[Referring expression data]

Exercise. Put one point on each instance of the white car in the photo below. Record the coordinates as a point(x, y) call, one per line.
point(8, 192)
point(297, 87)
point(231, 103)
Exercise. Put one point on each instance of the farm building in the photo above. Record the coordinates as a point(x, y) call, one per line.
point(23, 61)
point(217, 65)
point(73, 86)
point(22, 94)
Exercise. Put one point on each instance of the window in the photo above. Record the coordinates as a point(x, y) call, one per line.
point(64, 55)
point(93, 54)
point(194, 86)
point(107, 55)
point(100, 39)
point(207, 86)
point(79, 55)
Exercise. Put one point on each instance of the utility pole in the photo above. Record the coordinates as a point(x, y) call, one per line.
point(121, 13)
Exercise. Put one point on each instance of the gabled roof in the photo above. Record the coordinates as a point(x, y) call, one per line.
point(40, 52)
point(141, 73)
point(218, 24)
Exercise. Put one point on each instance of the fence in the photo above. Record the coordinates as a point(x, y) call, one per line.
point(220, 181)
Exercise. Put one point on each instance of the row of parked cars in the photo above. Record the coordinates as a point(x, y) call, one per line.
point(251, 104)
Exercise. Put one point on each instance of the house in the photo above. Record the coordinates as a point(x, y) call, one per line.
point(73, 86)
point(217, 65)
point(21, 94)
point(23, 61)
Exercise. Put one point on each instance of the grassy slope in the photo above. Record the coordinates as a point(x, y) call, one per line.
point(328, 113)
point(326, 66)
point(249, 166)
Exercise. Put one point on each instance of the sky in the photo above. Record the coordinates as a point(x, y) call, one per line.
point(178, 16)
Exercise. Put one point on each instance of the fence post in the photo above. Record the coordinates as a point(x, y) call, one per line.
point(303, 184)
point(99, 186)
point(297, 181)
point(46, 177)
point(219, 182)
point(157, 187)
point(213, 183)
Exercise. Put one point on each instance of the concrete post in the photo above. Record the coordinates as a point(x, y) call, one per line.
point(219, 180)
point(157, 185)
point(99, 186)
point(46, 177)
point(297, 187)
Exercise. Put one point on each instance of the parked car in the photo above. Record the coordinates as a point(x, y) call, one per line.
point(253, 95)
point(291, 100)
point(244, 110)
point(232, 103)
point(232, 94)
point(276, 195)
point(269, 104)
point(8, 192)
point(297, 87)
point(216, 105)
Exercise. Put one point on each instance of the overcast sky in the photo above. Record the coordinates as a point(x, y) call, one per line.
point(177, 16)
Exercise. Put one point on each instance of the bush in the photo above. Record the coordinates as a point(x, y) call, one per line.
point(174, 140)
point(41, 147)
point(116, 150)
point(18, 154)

* What is being asked *
Every record must be written out again without any change.

* Written solution *
Exercise. Put one point on each instance of the white car in the photo below. Record the coordinates as a point(x, y) call, one per line.
point(8, 192)
point(297, 87)
point(231, 103)
Exercise. Put one point on each instance of the farm building in the photo above. Record the coordinates as a point(x, y) call, one per line.
point(23, 61)
point(217, 65)
point(73, 86)
point(22, 94)
Exercise. Put one point on each instance of the window in the photo above. Record the coordinates as a point(x, y) call, one per line.
point(64, 55)
point(93, 54)
point(194, 86)
point(107, 55)
point(100, 39)
point(207, 86)
point(79, 55)
Exercise. Put one point on each instance of the utility pole in the photo above. Record the coordinates as a point(x, y) call, one per line.
point(121, 13)
Exercise. Put one point on each instance of the gabled roof in the photo above. Record the coordinates as a point(x, y) call, one per line.
point(40, 52)
point(141, 73)
point(218, 24)
Exercise. Put one point on each instance of the fence in the photo above. Record the coordinates as a point(x, y) call, one per line.
point(220, 181)
Exercise. Put one point on each instance of the row of parked cars in the photo above. Record the coordinates as a point(x, y) call, one per line.
point(251, 104)
Exercise. Put one point on each instance of the house in the photo above. Record the coordinates as a point(x, y) call, one per line.
point(73, 86)
point(217, 65)
point(21, 94)
point(23, 61)
Exercise. Put one point on each instance of the grassy slope in the photo above. Record the coordinates as a point(x, y) call, one per line.
point(328, 113)
point(326, 66)
point(249, 166)
Exercise. Put one point on each instance of the sky in the photo above. Record the coordinates as a point(x, y) call, one per line.
point(178, 16)
Exercise. Put one point on each instance of the fence post in the photo above. Record the coordinates as a point(x, y) call, one per line.
point(303, 184)
point(99, 186)
point(297, 181)
point(46, 177)
point(219, 182)
point(157, 187)
point(213, 183)
Exercise. Put one point on each instance of the concrete post in the photo above. Record the coordinates as a point(x, y) call, one per line.
point(219, 180)
point(157, 185)
point(99, 186)
point(46, 177)
point(297, 187)
Exercise. Put one point on each instance of the parked car in the photo above. Record the coordinates as a point(x, y) call, one per line.
point(253, 95)
point(291, 100)
point(244, 110)
point(232, 103)
point(232, 94)
point(276, 195)
point(269, 104)
point(8, 192)
point(297, 87)
point(216, 105)
Exercise. Put one point on each instance of the overcast sky in the photo above. Record the coordinates as a point(x, y) call, one per line.
point(177, 16)
Exercise. Put one point on each instance of the bush in the photo above. Record the coordinates as a point(x, y) call, one per line.
point(174, 140)
point(41, 147)
point(116, 150)
point(18, 154)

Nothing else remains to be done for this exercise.